> _WRITTEN TASK_:
Rewrite all of the material below with "tactical-board tool" switched to "map-annotation tool" and nothing else changed. Leave the pictures out of your version.
<<<<
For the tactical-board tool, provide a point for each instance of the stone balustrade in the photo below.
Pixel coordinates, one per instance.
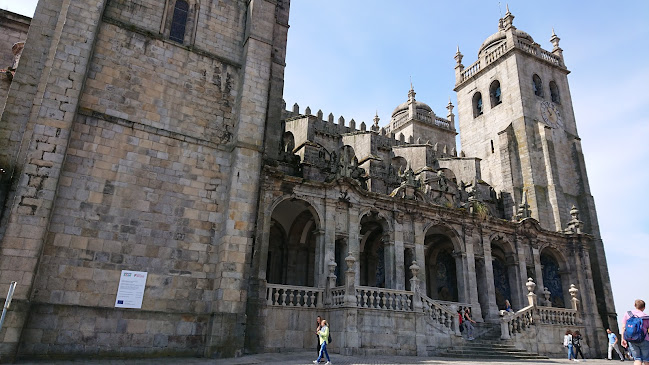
(338, 296)
(470, 71)
(441, 313)
(533, 314)
(379, 298)
(294, 296)
(560, 316)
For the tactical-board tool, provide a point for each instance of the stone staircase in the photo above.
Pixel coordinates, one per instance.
(487, 345)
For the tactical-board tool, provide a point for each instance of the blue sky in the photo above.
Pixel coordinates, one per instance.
(353, 58)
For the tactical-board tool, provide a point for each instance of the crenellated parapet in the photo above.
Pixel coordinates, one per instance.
(507, 39)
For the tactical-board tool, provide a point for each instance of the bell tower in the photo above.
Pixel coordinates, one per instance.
(515, 114)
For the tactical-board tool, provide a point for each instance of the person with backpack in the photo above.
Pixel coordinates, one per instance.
(567, 342)
(323, 334)
(635, 333)
(613, 345)
(576, 345)
(468, 323)
(460, 319)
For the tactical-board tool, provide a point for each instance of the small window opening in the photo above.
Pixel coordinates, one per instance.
(554, 92)
(538, 85)
(477, 105)
(495, 94)
(179, 21)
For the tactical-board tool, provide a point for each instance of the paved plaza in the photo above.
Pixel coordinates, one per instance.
(295, 358)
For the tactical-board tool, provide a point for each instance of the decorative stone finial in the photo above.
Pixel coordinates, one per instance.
(531, 285)
(575, 225)
(555, 41)
(573, 291)
(414, 268)
(458, 57)
(332, 267)
(350, 260)
(546, 295)
(508, 20)
(411, 94)
(523, 208)
(375, 127)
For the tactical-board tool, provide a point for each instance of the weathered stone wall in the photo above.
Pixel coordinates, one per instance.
(13, 28)
(138, 148)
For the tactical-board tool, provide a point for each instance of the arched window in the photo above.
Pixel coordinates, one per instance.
(495, 94)
(477, 105)
(537, 85)
(179, 21)
(554, 92)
>>>>
> _SOLUTION TO THIS TASK_:
For the map-annotation tool, provide a point for each instance of the stone balustrade in the photo below.
Pixel coordinates, one per instance.
(338, 296)
(470, 71)
(441, 313)
(533, 314)
(379, 298)
(294, 296)
(560, 316)
For the map-annotation tool, provide a point for each instance of the stone staircase in the photo above.
Pixel coordinates, one per instance.
(487, 345)
For the map-annotation tool, provide a point for each instance of the blue sky in the photo above.
Pixel coordinates, one per instance.
(353, 58)
For the map-annotation tool, provide a point for each instance of the crenellated parapet in the photo above.
Pixel coordinates, one per instance.
(507, 39)
For the map-annotation tool, provide a point for each instance of the bell tower in the photo above.
Pixel coordinates, one per instance.
(515, 114)
For the map-annotation tool, provide a point for each instance of the person with backpack in the photo above.
Pixel coordinates, one per instance.
(567, 342)
(323, 334)
(635, 333)
(613, 345)
(576, 345)
(468, 323)
(460, 319)
For the map-annotation tool, provide a point for each instance of the small window opening in the photo above.
Pixel coordinates, one per instance.
(554, 92)
(538, 85)
(477, 105)
(495, 94)
(179, 21)
For the map-annotation tool, provide a point for each instance of the paved plaza in the photo above.
Pixel coordinates, one per instance.
(295, 358)
For the map-annotation tool, provide a point for each instance of the decorative stone finial in the photo above.
Pixel coordinates, one per instance.
(531, 285)
(575, 225)
(555, 41)
(573, 291)
(414, 268)
(458, 57)
(332, 267)
(350, 260)
(546, 295)
(508, 20)
(411, 94)
(523, 208)
(375, 127)
For the map-annotation tool, provide a point for each instance of the weathered stone wall in the photo above.
Pixel coordinates, one per instance.
(13, 28)
(138, 148)
For the map-annotation tool, provide a point for each instance of the arched window in the photo above.
Pixel coordinates, one per instance.
(495, 94)
(477, 105)
(537, 85)
(179, 21)
(554, 92)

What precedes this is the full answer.